• PROBLEM TO SOLVE:
Beginning at the line that contains "Locate the green" and ending at the last line of the entries, write out each line exactly; include nothing outside that span.

-- start --

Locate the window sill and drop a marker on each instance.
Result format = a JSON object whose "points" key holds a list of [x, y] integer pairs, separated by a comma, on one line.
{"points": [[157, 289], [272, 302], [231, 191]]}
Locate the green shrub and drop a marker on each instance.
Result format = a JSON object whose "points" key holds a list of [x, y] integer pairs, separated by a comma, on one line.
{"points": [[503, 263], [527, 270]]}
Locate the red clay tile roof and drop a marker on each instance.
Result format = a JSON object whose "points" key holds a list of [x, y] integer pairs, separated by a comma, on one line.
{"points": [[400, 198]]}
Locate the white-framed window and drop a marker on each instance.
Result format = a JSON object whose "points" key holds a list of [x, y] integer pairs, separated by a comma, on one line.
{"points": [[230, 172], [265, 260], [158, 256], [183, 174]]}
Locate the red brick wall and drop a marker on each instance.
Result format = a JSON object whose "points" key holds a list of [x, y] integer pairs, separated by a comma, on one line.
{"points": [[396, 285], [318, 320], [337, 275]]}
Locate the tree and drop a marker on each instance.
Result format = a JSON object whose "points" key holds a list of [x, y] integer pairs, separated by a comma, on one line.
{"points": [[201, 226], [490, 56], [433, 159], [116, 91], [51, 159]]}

-- end --

• EXPECTED ANSWER:
Locate the green shrub and drop a marker on each instance.
Result format = a JSON object whose "points" key holds a list of [x, y] integer pairs, separated by a comma, on one line.
{"points": [[503, 263], [527, 270]]}
Locate the red clay tile roof and drop a marker on each instance.
Result format = a JSON object whose "points" key holds a list of [x, y] integer pairs, separated by a comma, on one line.
{"points": [[400, 198]]}
Locate the white-framed window and drop a marker on each instance.
Result format = a JSON object whose "points" key holds a list of [x, y] integer pairs, separated by a comma, on one line.
{"points": [[230, 172], [265, 260], [158, 256], [183, 174]]}
Locate the red brick wall and drop a marker on each instance.
Result format = a JSON object whose "points" key holds a list of [x, y] integer pairs, separated by a comma, on one line.
{"points": [[396, 285], [318, 320], [337, 275]]}
Locate the tree and drop a marker on each instance.
Result format = a JSON object whose "points" key holds a list of [x, y] integer pairs, separated by a comma, on one line.
{"points": [[201, 226], [490, 56], [433, 159], [116, 91], [51, 159]]}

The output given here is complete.